───── Given data ─────

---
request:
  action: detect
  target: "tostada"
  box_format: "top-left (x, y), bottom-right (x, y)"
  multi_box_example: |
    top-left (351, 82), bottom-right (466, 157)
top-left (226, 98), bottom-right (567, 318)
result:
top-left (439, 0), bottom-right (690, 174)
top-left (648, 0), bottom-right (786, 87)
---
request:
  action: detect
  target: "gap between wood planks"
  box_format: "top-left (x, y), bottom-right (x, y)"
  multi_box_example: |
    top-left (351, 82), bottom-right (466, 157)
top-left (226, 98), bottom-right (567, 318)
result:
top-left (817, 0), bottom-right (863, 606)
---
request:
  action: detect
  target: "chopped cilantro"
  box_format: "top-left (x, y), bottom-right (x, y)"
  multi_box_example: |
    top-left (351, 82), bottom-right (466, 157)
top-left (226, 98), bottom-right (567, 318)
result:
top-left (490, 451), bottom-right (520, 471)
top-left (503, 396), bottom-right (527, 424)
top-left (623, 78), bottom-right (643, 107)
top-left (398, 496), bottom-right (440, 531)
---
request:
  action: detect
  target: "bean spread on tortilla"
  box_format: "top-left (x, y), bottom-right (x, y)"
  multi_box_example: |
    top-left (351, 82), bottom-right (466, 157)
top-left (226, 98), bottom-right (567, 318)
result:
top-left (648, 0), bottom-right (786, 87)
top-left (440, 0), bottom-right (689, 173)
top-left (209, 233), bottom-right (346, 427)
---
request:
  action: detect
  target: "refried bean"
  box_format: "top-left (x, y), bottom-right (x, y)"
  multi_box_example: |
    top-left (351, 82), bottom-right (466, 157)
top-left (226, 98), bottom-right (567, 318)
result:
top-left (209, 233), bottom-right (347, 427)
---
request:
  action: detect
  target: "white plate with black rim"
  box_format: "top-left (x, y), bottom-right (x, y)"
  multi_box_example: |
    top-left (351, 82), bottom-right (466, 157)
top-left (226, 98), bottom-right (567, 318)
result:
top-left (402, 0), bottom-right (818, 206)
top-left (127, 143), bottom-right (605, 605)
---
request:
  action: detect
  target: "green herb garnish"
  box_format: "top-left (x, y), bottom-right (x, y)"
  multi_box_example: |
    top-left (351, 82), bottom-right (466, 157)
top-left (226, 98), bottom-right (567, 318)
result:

─────

Give every line from the start of the items above through the line holding "top-left (398, 496), bottom-right (440, 531)", inclusive, as a JSON list of strings with one string per line and blank lines omitted.

Completed task:
[
  "---",
  "request:",
  "  action: detect",
  "  target: \"tostada\"",
  "  box_format: \"top-left (x, y), bottom-right (x, y)\"",
  "  multi_box_example: |",
  "    top-left (351, 82), bottom-right (466, 157)",
  "top-left (226, 98), bottom-right (567, 318)",
  "result:",
  "top-left (439, 0), bottom-right (690, 174)",
  "top-left (648, 0), bottom-right (786, 87)",
  "---",
  "request:",
  "  action: detect",
  "  target: \"gap between wood planks\"",
  "  box_format: \"top-left (x, y), bottom-right (x, y)\"",
  "  multi_box_example: |",
  "    top-left (351, 82), bottom-right (466, 157)",
  "top-left (226, 98), bottom-right (567, 318)",
  "result:",
  "top-left (817, 0), bottom-right (863, 606)",
  "---",
  "request:",
  "  action: detect",
  "  target: \"chopped cilantro\"",
  "  box_format: \"top-left (x, y), bottom-right (x, y)\"",
  "  multi_box_example: |",
  "    top-left (351, 82), bottom-right (466, 157)",
  "top-left (226, 98), bottom-right (567, 318)",
  "result:",
  "top-left (490, 451), bottom-right (520, 471)",
  "top-left (503, 396), bottom-right (527, 424)",
  "top-left (623, 78), bottom-right (643, 107)",
  "top-left (398, 496), bottom-right (440, 531)"
]